== Stored data ==
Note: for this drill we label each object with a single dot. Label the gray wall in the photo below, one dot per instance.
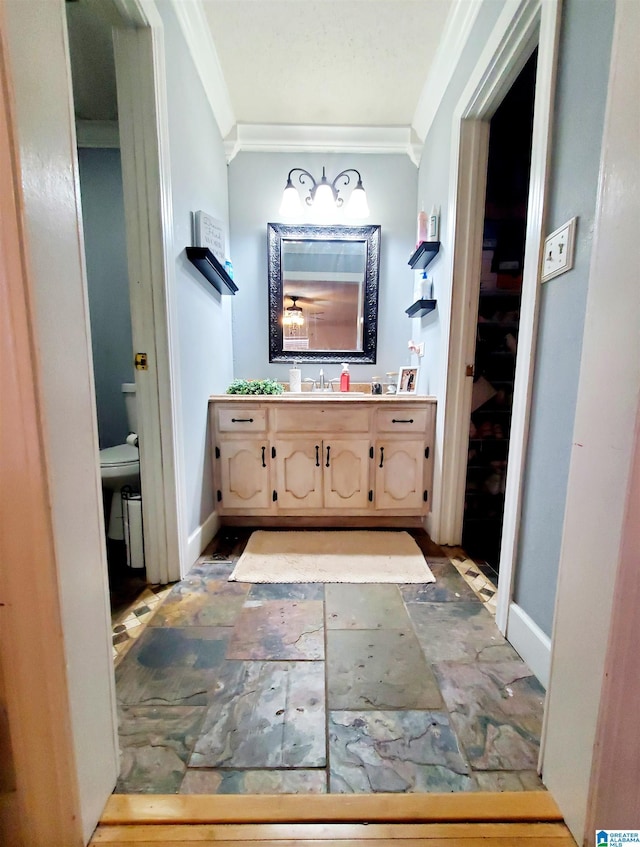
(433, 189)
(108, 284)
(256, 182)
(587, 27)
(199, 181)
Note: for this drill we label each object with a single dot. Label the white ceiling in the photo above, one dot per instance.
(273, 69)
(344, 62)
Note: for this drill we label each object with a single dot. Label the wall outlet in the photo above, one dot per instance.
(559, 250)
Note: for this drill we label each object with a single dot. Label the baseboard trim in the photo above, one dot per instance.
(199, 539)
(530, 641)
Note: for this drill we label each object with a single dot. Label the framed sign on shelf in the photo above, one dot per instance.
(209, 232)
(408, 381)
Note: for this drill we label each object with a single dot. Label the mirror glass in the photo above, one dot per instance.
(323, 292)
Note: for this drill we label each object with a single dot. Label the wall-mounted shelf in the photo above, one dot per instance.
(421, 308)
(425, 253)
(211, 269)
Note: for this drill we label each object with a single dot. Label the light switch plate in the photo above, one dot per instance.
(559, 250)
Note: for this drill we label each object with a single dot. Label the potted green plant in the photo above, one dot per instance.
(255, 386)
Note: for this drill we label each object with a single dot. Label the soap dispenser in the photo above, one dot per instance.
(345, 378)
(295, 381)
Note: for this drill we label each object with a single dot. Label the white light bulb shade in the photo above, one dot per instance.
(324, 202)
(357, 207)
(291, 205)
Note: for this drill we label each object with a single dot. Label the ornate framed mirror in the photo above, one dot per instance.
(323, 293)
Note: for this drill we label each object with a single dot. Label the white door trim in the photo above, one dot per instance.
(522, 25)
(142, 104)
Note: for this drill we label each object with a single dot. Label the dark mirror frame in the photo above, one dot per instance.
(276, 233)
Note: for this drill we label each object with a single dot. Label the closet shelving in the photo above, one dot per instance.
(497, 333)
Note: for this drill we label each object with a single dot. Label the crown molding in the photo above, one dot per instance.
(445, 60)
(195, 28)
(286, 138)
(103, 134)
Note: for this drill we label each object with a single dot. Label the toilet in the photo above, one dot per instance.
(120, 466)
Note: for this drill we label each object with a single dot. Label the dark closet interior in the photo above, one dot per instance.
(498, 320)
===
What is being asked. Starting at the line that contains "the dark closet" and ending at the last line of the items above, output those lines as a Markdown table with the columns Row and Line, omitting any blank lines.

Full output.
| Row | Line |
|---|---|
| 1 | Note: for this drill we label each object with a single dot. Label the dark closet interior in the photo above, one dot per instance. |
| 2 | (498, 320) |